Aim of the exercise
Copy out the records below line for line, changing nothing.

** start Material for the task **

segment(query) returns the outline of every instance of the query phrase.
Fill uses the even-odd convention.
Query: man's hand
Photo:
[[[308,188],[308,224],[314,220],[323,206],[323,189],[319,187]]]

** end Material for the task **

Answer in full
segment(query) returns the outline of every instance of the query phrase.
Fill uses the even-odd convention.
Query: man's hand
Photo:
[[[308,188],[308,224],[314,220],[323,206],[323,189],[319,187]]]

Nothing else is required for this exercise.